*** Information shown ***
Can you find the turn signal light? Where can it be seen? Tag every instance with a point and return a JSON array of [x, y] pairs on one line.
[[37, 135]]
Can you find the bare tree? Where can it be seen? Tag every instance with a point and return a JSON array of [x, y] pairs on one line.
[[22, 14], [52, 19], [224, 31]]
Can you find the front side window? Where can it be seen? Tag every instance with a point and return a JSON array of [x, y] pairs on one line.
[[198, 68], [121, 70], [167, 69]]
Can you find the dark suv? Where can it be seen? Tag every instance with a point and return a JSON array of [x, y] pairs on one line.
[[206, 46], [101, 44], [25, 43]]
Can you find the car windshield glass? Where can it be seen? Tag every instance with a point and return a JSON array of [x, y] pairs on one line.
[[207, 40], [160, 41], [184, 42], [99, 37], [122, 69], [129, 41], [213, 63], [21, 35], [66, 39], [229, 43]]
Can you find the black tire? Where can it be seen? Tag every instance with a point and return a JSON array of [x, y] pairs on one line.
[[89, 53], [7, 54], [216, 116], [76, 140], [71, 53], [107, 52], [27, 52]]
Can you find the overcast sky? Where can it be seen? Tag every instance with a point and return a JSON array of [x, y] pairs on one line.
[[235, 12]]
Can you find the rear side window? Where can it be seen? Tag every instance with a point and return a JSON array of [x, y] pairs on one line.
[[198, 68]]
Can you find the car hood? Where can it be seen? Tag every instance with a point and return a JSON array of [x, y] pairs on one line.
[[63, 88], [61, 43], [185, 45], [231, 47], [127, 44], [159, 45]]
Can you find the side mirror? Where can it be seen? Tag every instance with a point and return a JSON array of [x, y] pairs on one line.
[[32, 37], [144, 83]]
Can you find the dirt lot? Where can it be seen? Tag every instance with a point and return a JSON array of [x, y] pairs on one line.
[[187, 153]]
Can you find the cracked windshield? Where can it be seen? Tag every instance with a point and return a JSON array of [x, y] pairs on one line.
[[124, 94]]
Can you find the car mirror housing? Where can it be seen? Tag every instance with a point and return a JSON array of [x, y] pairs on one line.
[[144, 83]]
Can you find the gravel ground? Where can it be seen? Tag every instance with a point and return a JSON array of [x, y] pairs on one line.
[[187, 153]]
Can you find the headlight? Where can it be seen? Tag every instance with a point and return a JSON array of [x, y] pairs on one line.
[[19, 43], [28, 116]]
***
### What to produce
Reproduce every record exactly, line by line.

### Exercise result
Can you find the turn signal light? Where can it be seen? Tag every instance with a point and return a JSON array of [x, y] pairs on one line.
[[37, 135]]
Can you find the bare tree? Where can it be seen? Tag every instance with a point and return a JSON array of [x, y] pairs on one line.
[[22, 14], [52, 19], [224, 31]]
Can you find the front side window? Where can it be seen? Tag every instance with a point and return a JSON array of [x, y] pairs on one line.
[[198, 68], [121, 70], [167, 69]]
Can you find the dark suv? Where can it be seen? Tag every instance with a point and return a JSON array of [x, y] pairs on one line.
[[206, 46], [101, 44], [25, 43]]
Can you find the car windshield glass? Where can it be seen? Tag every instance with a point and return a JSON array of [x, y] pairs on one line.
[[207, 40], [160, 41], [184, 42], [99, 37], [122, 69], [129, 41], [213, 63], [21, 35], [66, 39], [229, 43]]
Can you find the black tire? Where can it be seen? Tag every instance with a point and return a JSON array of [x, y] pairs on one line.
[[89, 53], [7, 54], [216, 116], [76, 140], [71, 53], [107, 52], [27, 52]]
Can you find the overcast sky? Where can it be seen? Tag every instance with a point and return a JSON array of [x, y] pairs on one line.
[[235, 12]]
Can you find the rear side window? Where can it be seen? Tag every instance with a point and return a JSON array of [x, y] pairs on one line.
[[198, 68]]
Can you find the car hood? Where can it be seen? Tag every instance with a point and return a JSON array of [x, y] pairs on one line.
[[63, 88], [61, 43], [185, 45], [231, 47], [127, 44], [159, 45]]
Can you find the side mirror? Where can it be seen? Tag every instance with a point and return a JSON array of [x, y] pairs on one line.
[[32, 37], [144, 83]]
Can you find the dirt lot? Where can it be seen? Tag every instance with a point and return a JSON array of [x, y] pairs on one line.
[[187, 153]]
Can you find the cracked windshield? Where can it be seen? Tag every instance with a point and return a JSON array of [x, y] pairs on one line.
[[124, 94]]
Can you find the car mirror housing? Where can it be seen? Tag every instance with a point and return a JSON array of [x, y] pairs on one line.
[[144, 83]]
Can you find the gravel ground? Where can it be seen? Tag every instance with a point and return a JSON array of [x, y] pairs on one line.
[[187, 153]]
Can you find the headlight? Where can it be seen? Tag every instance with a point and return a JSON array of [x, y] pairs on one line.
[[19, 43], [28, 116]]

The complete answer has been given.